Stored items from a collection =
####

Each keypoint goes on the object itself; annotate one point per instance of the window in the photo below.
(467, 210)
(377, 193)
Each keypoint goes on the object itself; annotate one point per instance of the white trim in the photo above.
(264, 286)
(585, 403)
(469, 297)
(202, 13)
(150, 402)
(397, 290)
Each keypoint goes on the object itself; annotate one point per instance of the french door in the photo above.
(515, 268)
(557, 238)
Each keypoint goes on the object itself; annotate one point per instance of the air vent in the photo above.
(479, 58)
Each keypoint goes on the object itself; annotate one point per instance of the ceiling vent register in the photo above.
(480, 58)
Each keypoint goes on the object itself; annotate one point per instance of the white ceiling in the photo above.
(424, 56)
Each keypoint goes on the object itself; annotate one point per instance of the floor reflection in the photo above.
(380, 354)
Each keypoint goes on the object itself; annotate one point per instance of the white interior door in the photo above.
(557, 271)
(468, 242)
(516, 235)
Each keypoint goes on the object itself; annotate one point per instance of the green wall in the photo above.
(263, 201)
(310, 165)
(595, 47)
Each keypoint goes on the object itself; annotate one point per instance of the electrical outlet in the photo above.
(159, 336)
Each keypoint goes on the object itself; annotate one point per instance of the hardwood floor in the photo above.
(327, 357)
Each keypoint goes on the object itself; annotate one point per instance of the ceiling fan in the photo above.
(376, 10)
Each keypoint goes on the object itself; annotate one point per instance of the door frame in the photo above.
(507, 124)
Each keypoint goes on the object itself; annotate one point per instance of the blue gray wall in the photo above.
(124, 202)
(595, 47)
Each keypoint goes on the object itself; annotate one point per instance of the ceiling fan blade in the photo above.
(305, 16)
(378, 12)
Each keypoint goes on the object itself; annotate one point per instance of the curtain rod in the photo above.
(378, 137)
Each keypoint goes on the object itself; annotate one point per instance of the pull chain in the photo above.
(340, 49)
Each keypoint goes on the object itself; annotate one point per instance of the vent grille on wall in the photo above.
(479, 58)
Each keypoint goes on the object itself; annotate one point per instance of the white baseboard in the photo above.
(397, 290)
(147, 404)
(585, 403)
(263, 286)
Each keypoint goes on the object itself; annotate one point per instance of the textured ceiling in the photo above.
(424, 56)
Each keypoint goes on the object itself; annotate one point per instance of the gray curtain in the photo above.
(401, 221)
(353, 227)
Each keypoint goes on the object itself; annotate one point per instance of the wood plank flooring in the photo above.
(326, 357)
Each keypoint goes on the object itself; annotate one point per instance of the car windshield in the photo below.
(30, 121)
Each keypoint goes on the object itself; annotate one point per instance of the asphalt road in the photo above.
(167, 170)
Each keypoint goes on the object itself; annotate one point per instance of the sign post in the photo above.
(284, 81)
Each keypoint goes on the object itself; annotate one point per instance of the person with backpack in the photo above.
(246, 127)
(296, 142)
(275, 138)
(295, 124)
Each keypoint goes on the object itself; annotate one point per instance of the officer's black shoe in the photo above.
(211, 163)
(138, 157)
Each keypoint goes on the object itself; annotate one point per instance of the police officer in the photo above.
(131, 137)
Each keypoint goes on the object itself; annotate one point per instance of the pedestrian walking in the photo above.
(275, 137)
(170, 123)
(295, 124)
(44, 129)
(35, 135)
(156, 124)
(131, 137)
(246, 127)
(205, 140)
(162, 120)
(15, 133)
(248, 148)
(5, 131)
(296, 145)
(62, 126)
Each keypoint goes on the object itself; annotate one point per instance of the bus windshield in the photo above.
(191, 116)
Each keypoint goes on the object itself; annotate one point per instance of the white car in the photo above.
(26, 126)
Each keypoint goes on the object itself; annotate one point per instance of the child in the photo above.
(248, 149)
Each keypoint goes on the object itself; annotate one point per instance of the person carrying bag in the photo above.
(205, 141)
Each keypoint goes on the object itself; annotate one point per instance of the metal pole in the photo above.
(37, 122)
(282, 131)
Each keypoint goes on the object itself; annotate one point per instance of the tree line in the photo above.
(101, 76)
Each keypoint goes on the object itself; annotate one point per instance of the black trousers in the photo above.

####

Given exercise =
Copy all of the data above line for line, without any changes.

Correct answer =
Each keypoint goes on the object itself; annotate one point per instance of the window in the photo below.
(467, 210)
(377, 193)
Each keypoint goes on the object itself; annotate one point per instance of the white trim in the photo above.
(264, 286)
(585, 403)
(469, 297)
(202, 13)
(150, 402)
(397, 290)
Each keypoint goes on the object itself; annotate one point per instance of the french door in the photo above.
(515, 268)
(557, 238)
Each keypoint goes on the object itself; annotate one point per instance of the air vent in the photo above.
(479, 58)
Each keypoint goes on the object itself; annotate one point per instance of the ceiling vent register in the photo above.
(480, 58)
Each keypoint goes on the object itself; annotate one point per instance of the white ceiling in the photo above.
(424, 56)
Each keypoint goes on the object itself; annotate one point per instance of the floor reflection in the photo above.
(380, 354)
Each keypoint goes on the object itself; annotate one point per instance of the white interior door in the photo above.
(557, 271)
(468, 242)
(516, 235)
Each keypoint goes on the object itself; annotate one point per instance of the green wall in the photo above.
(263, 201)
(310, 165)
(595, 47)
Each keypoint goes on the object itself; annotate one point per instance of the electrical outlet in the photo above.
(159, 336)
Each keypoint goes on the object itself; annotate one point per instance of the hardwood floor in the photo above.
(327, 357)
Each keypoint goes on the object itself; annotate one point per instance of the ceiling fan in the photo above.
(376, 10)
Each keypoint goes on the object itself; annotate one point per instance of the door frame in the photo above.
(507, 124)
Each keypoint goes on the object itself; annotate one point per instance of the blue gray wall in the photo above.
(124, 202)
(595, 47)
Each keypoint goes on the object itself; annotate one point per instance of the ceiling fan blade in the photo above.
(305, 16)
(378, 12)
Each keypoint goes on the object itself; annotate one point per instance of the curtain rod in the photo above.
(378, 137)
Each keypoint goes on the object itself; annotate one point per instance of the pull chain in the photo above.
(340, 49)
Each keypoint goes on the object itself; annotate one point per instance of the vent grille on wall in the photo above.
(479, 58)
Each keypoint goes on the object itself; annotate one point per instance of the white baseboard in the photo above.
(397, 290)
(147, 404)
(585, 403)
(263, 286)
Each keypoint goes on the object itself; annotate one point per instance of the textured ceiling in the photo above.
(424, 56)
Each keypoint goes on the object itself; annotate one point per instance of the gray curtain in the photo above.
(401, 221)
(353, 227)
Each keypoint goes on the object itself; annotate one point per instance of the wood plank flooring in the photo above.
(326, 357)
Each keypoint goes on the object itself; annotate one point per instance of the car windshield in the photo below.
(30, 121)
Each keypoint goes on the object itself; annotate one point per instance of the asphalt road in the photo above.
(167, 170)
Each keypoint goes on the object itself; annotate one point per instance of the sign post in the photo above.
(284, 81)
Each keypoint goes on the object itself; annotate one point per instance of the person with backpack in the photo above.
(246, 127)
(296, 142)
(275, 138)
(295, 124)
Each keypoint goes on the object itself; annotate one point per instance of the officer's black shoe in the photo above.
(211, 163)
(138, 157)
Each keypoint goes on the object itself; annotate one point per instance of the police officer in the photo above.
(131, 137)
Each keypoint goes on the object itself; annotate one point per instance of the pedestrian walking in the photo above.
(275, 137)
(170, 123)
(295, 124)
(44, 129)
(35, 135)
(156, 124)
(131, 137)
(246, 127)
(205, 140)
(162, 120)
(15, 133)
(248, 148)
(5, 131)
(296, 145)
(62, 126)
Each keypoint goes on the object itself; annotate one point per instance of the bus windshield in the photo above.
(191, 116)
Each keypoint goes on the object itself; annotate one point per instance of the white car in the photo above.
(26, 126)
Each keypoint goes on the object itself; annotate one point per instance of the child in the photo above.
(248, 149)
Each keypoint goes on the object itself; annotate one point per instance of the person carrying bag in the photo above.
(205, 141)
Each keypoint goes on the object itself; annotate one point per instance of the metal pole in the photo above.
(37, 122)
(282, 131)
Each keypoint goes on the object itself; annotate one point per instance of the tree line in the photo above.
(101, 76)
Each keypoint goes on the object itself; annotate one point per instance of the black trousers in the photo above.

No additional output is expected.